We discovered that optimal thresholds vary depending on the query type:
| Query type | Optimal threshold | Rationale |
| FAQ-style questions | 0.94 | High precision needed; wrong answers damage trust |
| Product searches | 0.88 | More tolerance for near-matches |
| Support queries | 0.92 | Balance between coverage and accuracy |
| Transactional queries | 0.97 | Very low tolerance for errors |
We implemented query-type-specific thresholds:
class AdaptiveSemanticCache:
def __init__(self):
self.thresholds = {
'faq': 0.94,
'search': 0.88,
'support': 0.92,
'transactional': 0.97,
'default': 0.92
}
self.query_classifier = QueryClassifier()
def get_threshold(self, query: str) -> float:
query_type = self.query_classifier.classify(query)
return self.thresholds.get(query_type, self.thresholds['default'])
def get(self, query: str) -> Optional[str]:
threshold = self.get_threshold(query)

Study material:
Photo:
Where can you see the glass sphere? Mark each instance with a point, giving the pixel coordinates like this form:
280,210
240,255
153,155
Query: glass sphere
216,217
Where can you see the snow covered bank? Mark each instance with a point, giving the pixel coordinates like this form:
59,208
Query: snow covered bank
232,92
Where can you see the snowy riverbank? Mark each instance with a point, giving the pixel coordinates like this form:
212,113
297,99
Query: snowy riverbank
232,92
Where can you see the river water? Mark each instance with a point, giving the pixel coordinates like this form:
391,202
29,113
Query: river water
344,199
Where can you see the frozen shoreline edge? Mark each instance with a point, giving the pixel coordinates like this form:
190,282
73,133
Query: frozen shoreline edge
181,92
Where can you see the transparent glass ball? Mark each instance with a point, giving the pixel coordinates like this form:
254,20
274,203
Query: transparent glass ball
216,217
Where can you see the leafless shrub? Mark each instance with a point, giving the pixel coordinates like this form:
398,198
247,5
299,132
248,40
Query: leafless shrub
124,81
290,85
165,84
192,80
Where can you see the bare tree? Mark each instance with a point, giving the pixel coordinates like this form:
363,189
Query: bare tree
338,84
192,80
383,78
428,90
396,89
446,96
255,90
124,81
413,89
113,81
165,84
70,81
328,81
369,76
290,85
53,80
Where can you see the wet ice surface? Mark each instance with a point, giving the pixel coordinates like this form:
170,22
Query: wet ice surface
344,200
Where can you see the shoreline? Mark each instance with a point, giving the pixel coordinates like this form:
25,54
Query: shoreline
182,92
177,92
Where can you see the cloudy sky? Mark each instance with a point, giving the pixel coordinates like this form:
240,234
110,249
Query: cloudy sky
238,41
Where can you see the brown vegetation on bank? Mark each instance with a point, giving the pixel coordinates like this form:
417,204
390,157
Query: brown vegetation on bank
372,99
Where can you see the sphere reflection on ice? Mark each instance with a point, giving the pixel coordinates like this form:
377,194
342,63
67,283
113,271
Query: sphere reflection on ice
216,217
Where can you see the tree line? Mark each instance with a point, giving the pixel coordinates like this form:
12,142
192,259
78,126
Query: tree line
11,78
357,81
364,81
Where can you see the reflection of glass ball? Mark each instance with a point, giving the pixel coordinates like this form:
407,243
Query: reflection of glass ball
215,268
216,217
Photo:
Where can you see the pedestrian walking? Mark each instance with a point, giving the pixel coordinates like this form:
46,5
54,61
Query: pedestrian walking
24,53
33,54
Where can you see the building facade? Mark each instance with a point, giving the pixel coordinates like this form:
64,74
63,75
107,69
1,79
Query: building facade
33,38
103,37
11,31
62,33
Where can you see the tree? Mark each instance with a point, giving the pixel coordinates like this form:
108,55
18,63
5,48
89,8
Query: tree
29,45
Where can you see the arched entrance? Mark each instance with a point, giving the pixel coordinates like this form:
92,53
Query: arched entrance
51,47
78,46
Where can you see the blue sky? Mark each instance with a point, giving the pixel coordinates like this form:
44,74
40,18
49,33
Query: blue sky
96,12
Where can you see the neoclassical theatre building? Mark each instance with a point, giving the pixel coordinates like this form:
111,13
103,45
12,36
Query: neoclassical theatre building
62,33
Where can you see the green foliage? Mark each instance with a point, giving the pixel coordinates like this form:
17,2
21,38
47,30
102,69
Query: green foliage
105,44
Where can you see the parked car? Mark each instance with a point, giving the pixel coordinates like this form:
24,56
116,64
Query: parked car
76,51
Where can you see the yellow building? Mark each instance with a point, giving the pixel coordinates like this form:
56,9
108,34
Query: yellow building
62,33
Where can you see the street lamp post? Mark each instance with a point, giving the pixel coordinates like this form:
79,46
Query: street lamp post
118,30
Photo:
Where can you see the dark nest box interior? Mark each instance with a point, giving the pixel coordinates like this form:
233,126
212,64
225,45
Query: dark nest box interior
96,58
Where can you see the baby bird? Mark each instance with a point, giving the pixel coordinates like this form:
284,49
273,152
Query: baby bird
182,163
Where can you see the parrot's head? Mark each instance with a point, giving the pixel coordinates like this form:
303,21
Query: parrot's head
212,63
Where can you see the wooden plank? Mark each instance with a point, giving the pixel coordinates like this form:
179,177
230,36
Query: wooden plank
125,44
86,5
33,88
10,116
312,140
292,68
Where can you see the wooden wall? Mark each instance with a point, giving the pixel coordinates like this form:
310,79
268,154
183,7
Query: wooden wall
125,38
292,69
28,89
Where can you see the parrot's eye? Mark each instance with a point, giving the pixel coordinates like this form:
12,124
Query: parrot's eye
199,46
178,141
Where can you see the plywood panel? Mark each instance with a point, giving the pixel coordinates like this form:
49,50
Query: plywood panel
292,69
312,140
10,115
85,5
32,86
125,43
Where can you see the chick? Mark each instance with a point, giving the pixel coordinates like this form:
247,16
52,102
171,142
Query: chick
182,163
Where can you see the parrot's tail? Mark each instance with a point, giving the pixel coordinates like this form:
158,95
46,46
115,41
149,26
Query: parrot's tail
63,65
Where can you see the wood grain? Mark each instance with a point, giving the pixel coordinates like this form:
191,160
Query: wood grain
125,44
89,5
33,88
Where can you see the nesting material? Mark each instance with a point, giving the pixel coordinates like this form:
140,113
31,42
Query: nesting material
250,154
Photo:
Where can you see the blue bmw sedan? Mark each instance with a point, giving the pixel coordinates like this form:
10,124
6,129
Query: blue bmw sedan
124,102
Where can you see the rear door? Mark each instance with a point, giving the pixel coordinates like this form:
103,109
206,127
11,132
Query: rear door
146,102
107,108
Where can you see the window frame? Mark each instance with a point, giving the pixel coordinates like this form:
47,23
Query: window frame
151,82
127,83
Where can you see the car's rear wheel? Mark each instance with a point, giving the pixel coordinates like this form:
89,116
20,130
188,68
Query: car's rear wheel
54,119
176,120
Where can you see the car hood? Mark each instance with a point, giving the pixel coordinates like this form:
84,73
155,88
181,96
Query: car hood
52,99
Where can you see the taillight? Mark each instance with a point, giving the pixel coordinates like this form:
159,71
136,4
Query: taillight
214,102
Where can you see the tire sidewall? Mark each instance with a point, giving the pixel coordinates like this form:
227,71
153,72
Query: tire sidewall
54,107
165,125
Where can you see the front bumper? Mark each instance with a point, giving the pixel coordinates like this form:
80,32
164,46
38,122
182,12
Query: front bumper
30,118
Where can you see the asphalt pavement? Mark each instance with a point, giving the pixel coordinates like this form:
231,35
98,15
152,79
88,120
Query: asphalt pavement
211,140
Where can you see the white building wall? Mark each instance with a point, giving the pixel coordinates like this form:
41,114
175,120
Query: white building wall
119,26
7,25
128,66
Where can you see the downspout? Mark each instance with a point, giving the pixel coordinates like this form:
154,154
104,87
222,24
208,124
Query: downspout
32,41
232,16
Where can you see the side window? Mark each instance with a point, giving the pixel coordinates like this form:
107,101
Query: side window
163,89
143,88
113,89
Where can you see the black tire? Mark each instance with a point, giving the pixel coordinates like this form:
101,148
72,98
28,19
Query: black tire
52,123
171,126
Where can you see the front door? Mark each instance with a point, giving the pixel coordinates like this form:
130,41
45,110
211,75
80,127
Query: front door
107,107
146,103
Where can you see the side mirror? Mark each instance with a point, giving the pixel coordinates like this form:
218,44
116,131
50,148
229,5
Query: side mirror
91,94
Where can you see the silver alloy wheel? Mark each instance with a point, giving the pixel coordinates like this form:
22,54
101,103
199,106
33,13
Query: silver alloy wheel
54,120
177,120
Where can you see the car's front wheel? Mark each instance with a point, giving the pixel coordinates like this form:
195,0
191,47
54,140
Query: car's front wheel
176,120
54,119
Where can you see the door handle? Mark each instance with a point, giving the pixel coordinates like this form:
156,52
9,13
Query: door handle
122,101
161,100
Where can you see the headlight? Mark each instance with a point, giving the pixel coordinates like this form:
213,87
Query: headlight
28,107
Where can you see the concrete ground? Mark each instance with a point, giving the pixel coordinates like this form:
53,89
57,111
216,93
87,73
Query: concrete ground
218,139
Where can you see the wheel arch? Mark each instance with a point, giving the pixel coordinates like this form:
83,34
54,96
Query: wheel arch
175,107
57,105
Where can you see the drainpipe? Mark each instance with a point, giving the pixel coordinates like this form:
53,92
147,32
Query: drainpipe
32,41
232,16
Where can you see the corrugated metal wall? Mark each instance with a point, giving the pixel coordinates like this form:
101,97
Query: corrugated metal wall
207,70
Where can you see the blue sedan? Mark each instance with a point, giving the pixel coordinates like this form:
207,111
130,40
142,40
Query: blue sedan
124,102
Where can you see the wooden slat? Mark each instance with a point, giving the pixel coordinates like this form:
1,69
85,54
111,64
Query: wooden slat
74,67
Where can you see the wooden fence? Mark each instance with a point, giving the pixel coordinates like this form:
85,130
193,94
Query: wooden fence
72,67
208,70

Exercise tasks:
(1) In the semantic caching excerpt, rewrite the part that starts "We discovered that optimal thresholds vary," including its table, as a short bulleted list.
(2) According to the semantic caching excerpt, which threshold does `AdaptiveSemanticCache` fall back to when a query's type has no entry in its thresholds dictionary?
(3) Resume the semantic caching excerpt after its final line of code.

Answers below:
(1)
Optimal thresholds differ by query type:
- FAQ-style questions: 0.94, since wrong answers damage trust and high precision is needed
- Product searches: 0.88, with more tolerance for near-matches
- Support queries: 0.92, balancing coverage and accuracy
- Transactional queries: 0.97, with very low tolerance for errors

(2) The default threshold of 0.92.

(3)
query_embedding = self.embedding_model.encode(query)
matches = self.vector_store.search(query_embedding, top_k=1)
if matches and matches[0].similarity >= threshold:
return self.response_store.get(matches[0].id)
return None
Threshold Tuning Methodology
Tuning thresholds required ground truth data—identifying which query pairs truly had the same intent. Our methodology involved:
- Sampling query pairs: We sampled 5,000 query pairs at various similarity levels (0.80-0.99).
- Human labeling: Annotators labeled each pair as “same intent” or “different intent.” We used three annotators per pair and took a majority vote.
- Computing precision/recall curves: For each threshold, we calculated precision (of cache hits, what fraction had the same intent?) and recall (of same-intent pairs, what fraction did we cache-hit?).
We then selected thresholds based on the cost of errors. For FAQ queries, where incorrect answers erode trust, we prioritized precision (0.94 threshold yielded 98% precision). For search queries, where a missed cache hit simply costs money, we optimized for recall (0.88 threshold).
Latency Overhead
Semantic caching introduces latency—you must embed the query and search the vector store before determining whether to call the LLM.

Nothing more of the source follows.